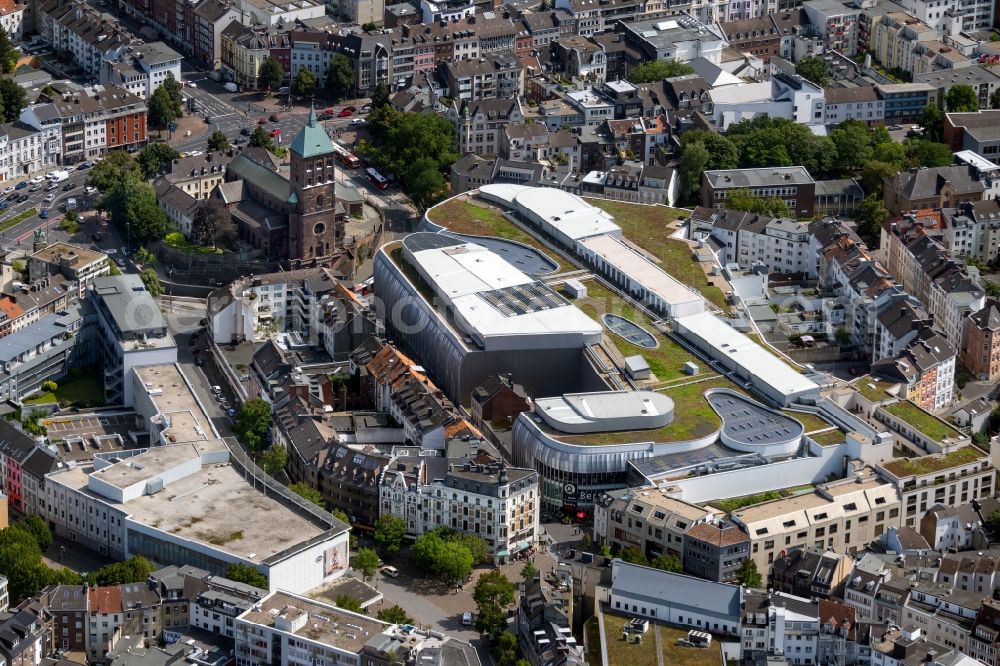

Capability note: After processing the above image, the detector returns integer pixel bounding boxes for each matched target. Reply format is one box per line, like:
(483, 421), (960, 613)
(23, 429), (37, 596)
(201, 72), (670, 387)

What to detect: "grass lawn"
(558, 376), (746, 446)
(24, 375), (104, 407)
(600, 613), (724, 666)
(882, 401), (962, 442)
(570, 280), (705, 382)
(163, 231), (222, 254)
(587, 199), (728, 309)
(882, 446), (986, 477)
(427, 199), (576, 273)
...
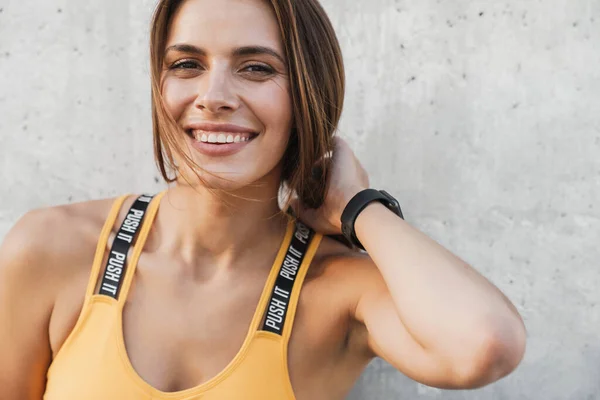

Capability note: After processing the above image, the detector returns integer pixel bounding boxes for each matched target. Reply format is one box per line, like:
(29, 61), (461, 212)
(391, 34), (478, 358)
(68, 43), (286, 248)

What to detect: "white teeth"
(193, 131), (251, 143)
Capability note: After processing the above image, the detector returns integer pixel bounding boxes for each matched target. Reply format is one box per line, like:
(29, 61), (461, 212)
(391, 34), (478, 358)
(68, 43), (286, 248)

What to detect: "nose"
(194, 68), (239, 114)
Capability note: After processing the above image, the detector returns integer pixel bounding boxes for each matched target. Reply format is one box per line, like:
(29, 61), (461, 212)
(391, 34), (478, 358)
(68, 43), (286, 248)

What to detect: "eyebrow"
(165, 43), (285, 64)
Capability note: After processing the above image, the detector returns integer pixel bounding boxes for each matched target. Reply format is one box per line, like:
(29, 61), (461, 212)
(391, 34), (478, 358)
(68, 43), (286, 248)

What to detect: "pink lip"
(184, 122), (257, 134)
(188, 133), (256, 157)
...
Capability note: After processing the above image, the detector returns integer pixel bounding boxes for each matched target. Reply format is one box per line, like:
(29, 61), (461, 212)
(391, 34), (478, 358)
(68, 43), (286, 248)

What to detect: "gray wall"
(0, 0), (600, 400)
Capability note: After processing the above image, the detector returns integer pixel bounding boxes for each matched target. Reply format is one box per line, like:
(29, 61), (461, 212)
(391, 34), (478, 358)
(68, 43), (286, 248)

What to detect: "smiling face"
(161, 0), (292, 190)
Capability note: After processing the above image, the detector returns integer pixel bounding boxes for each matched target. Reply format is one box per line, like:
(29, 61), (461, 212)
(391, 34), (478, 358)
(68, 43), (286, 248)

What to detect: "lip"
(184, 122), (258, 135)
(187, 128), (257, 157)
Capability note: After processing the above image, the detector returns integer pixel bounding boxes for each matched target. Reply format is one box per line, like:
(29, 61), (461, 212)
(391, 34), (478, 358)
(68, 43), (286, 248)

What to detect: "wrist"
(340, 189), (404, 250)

### Instruction
Locate every line in the material above that contains the string "What" and copy each of those lines. Matching is case-sensitive.

### Solution for this task
What to detect: "grass lawn"
What to detect: "white teeth"
What to detect: "nose"
What to detect: "eyebrow"
What to detect: "pink lip"
What to detect: "gray wall"
What to detect: "smiling face"
What to detect: "lip"
What to detect: "wrist"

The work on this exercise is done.